READING TEXT:
[Begin]

Charity that has saved thousands now needs saving itself


Watching her four-year-old daughter Toni play in the yard outside their Minneapolis apartment always brings a smile to 26-year-old Octavia Brown’s face. Sometimes it also brings tears.

“I get overwhelmed with emotion when I stop and think about the turn our lives took just six months ago,” says Brown. Early last December, a City worker came knocking at her door with news that she and her daughter would have to move out of the apartment they had called home for more than a year.

“He told me the landlord was so delinquent on the water bill he had no choice but to evict me,” says Brown. At first she was in denial, thinking there was no way this could be happening to her. After all, she had always paid her rent on time. “I even did a nice job keeping up with the yard,” she says.

But once the City worker convinced her she couldn’t change the outcome, Brown packed up her things and moved out. She had become homeless again.

According to a study done by the National Law Center on Homelessness and Poverty in 2007, approximately 3.5 million people, 1.35 million of them children, were likely to experience homelessness in a given year. Based on the current economic climate, that number is probably even higher.

After getting evicted, Brown and her daughter were able to move in with friends temporarily. The Chicago transplant eventually decided to return to the shelter that had helped her out five years earlier when she was new in town, pregnant, and needing a place to stay.

For the past 17 years, Families Moving Forward (FMF), a nonprofit emergency shelter on Emerson Avenue in Minneapolis, has been giving families with children the helping hand they need to get by during tough times. The nonprofit partners with more than 40 interfaith congregations throughout the Twin Cities to provide food, shelter and support.

[End]

Object point labels
[Begin]

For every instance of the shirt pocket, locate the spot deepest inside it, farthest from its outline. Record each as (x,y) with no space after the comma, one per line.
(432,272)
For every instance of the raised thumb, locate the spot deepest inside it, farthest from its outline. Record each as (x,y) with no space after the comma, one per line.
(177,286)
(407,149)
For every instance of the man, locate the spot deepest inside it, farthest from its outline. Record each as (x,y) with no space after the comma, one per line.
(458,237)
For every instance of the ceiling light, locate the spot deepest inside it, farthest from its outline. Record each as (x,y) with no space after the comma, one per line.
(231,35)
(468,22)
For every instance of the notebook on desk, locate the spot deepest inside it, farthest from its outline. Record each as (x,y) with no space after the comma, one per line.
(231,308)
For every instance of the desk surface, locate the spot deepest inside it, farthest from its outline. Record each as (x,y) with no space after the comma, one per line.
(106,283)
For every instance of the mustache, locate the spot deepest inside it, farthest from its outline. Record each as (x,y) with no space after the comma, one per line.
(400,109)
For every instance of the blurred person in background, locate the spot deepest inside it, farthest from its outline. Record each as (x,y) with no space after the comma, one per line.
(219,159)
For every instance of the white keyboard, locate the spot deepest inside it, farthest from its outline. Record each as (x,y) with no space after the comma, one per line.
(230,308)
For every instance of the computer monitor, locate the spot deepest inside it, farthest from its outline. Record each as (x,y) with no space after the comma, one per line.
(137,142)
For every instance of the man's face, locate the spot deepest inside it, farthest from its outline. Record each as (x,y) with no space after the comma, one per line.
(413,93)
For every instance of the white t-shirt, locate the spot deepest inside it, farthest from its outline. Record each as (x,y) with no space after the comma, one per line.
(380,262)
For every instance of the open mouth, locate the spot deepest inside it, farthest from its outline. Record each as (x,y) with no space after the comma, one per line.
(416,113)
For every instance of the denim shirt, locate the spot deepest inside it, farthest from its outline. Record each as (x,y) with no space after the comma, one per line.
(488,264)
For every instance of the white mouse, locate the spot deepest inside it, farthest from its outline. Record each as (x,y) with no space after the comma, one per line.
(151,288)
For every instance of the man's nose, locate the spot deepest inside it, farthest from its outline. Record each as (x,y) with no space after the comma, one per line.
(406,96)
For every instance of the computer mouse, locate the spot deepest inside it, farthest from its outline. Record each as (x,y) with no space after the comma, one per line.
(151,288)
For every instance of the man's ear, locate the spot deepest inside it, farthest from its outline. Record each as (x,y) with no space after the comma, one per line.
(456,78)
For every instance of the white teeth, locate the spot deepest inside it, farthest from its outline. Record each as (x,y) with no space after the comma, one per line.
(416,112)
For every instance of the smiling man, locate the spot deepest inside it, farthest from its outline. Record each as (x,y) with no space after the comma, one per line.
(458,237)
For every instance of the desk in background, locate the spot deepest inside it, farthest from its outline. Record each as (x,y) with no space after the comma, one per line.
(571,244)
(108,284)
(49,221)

[End]
[Begin]

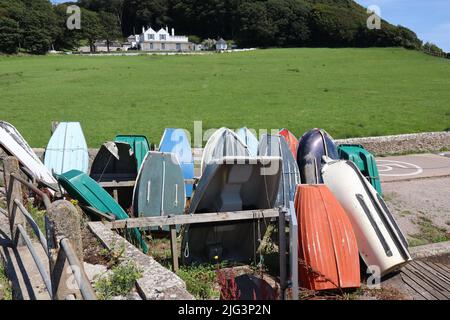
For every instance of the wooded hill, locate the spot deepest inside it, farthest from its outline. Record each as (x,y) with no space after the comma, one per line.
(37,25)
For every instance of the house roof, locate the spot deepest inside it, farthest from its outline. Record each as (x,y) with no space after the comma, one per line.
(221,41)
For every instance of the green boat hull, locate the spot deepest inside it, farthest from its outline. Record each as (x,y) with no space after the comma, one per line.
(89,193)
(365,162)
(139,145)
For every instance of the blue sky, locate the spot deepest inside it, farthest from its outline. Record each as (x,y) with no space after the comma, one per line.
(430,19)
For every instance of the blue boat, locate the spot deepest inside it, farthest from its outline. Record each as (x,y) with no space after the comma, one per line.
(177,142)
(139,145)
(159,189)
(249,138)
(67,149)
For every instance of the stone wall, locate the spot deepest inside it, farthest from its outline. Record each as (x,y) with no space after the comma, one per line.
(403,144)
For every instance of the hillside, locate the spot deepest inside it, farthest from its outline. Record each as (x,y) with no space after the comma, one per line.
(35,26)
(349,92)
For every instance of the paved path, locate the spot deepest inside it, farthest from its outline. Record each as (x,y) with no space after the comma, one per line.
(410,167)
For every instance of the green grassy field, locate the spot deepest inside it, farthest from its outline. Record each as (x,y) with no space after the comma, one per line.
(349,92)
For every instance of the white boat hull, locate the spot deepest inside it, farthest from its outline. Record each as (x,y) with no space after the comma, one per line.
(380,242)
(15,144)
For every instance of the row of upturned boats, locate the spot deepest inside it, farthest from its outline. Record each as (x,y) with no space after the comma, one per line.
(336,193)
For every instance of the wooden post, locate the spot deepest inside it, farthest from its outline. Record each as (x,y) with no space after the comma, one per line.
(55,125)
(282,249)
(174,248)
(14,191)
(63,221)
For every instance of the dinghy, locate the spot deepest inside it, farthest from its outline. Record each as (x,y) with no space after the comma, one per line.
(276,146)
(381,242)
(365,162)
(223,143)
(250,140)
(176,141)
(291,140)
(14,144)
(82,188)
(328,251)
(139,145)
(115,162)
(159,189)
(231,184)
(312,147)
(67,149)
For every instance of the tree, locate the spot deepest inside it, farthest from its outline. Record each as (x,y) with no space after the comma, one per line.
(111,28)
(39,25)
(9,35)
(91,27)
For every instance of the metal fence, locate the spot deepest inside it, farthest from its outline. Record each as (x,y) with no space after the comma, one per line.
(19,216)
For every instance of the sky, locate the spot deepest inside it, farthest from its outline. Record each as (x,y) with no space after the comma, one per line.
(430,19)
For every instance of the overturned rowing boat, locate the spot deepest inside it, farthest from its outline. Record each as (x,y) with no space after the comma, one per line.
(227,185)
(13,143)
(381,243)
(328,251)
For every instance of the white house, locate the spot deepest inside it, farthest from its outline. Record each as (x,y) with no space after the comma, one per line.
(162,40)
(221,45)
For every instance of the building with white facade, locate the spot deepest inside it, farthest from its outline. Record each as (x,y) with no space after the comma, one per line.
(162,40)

[End]

GIVEN REQUEST 1: In the article about the Minneapolis family shelter, how long has Families Moving Forward been helping families with children?
GIVEN REQUEST 2: List everything that, according to the shelter article, Families Moving Forward provides through its partnership with interfaith congregations.
GIVEN REQUEST 3: Go on with the article about the family shelter charity, starting after its last paragraph.

TASK RESPONSE 1: For the past 17 years.

TASK RESPONSE 2: Food, shelter and support.

TASK RESPONSE 3:
Unfortunately, Octavia Brown and her daughter may be among the last they are able to help. “Families Moving Forward is facing a double whammy,” says Leslie Frost, the nonprofit’s executive director.

“Our services have never been more necessary, but finding the funds to operate has never been more difficult. We have managed to raise enough to survive to the end of 2009, but there is still a real possibility of a shutdown of the agency in 2010 unless we can raise a sufficient reserve,” Frost says.

“We need to raise an extra $250,000 by December 31 to keep our doors open well into the future.”

Frost is among the staffers who have pretty much been working around the clock for months to try and find a solution to the predicament they are in. Due to the current economy, charitable giving is down, but need is way up.

Since July 2008, FMF has been receiving about 300 calls per month from homeless families seeking shelter. “That’s an increase of 600 percent in just two years,” says Frost, “and those 300 calls represent more than 1,000 people, of which nearly 400 are under the age of six.”

Here’s just a sampling of messages left recently on the nonprofit’s voicemail:

“Hi, my name is Victoria and I’m looking for emergency shelter for me and my two kids.”

“Hi, my name is Charlie. I have two children, and we’re facing eviction because I lost my job. I got laid off. It was a good job.”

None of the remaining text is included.